Output the part of the epilepsy research passage from "Reanalyzing Gene Tests" up to and including "on new data.", word for word.

** Reading passage **
■ ■ ■ ■ ■

The knowledge gained from these models must be combined with thorough natural history studies to determine appropriate patient populations for pragmatic clinical trials. Advances in the ‘omics’, genetic epilepsy models and deep-phenotyping techniques have revolutionary translational research potential that can bring precision medicine to the forefront of clinical practice in the coming decade.

UBE3A Gene Reactivation in Inhibitory Neurons May Prevent Seizures, Angelman Mouse Study Shows

Epileptic seizures caused by disturbances in the activity of a specific type of nerve cell called an inhibitory neuron were prevented by the reactivation of the UBE3A gene in young mice with Angelman syndrome features, a study shows.

The study, “Ube3a reinstatement mitigates epileptogenesis in Angelman syndrome model mice,” was published in The Journal of Clinical Investigation.

The disorder is frequently associated with epileptic seizures — estimated to affect between 80% and 95% of patients — that usually fail to respond to anti-epileptic medications. However, the reason why genetic mutations in UBE3A seem to increase patients’ risk of developing epileptic seizures is not yet fully understood.

Although there is no cure for Angelman syndrome, recent studies in mouse models based on UBE3A gene replacement or reactivation in neurons hold great therapeutic potential, including for the treatment of epilepsy.

Reanalyzing Gene Tests Prompts New Diagnoses in Kids

A new study from UT Southwestern quantifies for the first time how quickly rapid advancements in genomics may benefit patients. Research published in JAMA Pediatrics includes a five-year review of more than 300 epilepsy cases that showed nearly a third of children had a change in diagnosis based on new data.

■ ■ ■ ■ ■

** Information given **
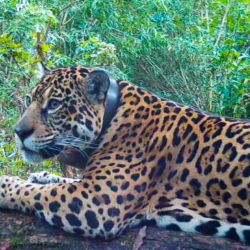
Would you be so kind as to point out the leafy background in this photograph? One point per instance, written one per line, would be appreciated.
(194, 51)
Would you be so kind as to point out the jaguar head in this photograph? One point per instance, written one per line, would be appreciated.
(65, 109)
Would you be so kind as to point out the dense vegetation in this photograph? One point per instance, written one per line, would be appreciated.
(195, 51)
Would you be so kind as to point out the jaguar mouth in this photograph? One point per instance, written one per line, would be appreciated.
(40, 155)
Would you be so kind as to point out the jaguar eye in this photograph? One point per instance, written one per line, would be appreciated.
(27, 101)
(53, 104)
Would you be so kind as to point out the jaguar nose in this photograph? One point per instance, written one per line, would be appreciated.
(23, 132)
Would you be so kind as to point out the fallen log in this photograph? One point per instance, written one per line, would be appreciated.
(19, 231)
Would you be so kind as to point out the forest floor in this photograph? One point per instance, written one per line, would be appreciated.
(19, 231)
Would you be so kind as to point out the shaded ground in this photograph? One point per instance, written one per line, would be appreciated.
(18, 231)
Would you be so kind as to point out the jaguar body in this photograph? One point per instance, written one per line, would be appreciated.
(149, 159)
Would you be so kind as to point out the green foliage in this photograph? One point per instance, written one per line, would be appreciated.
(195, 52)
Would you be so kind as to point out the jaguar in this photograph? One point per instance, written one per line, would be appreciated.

■ ■ ■ ■ ■

** Response box **
Reanalyzing Gene Tests Prompts New Diagnoses in Kids

A new study from UT Southwestern quantifies for the first time how quickly rapid advancements in genomics may benefit patients. Research published in JAMA Pediatrics includes a five-year review of more than 300 epilepsy cases that showed nearly a third of children had a change in diagnosis based on new data.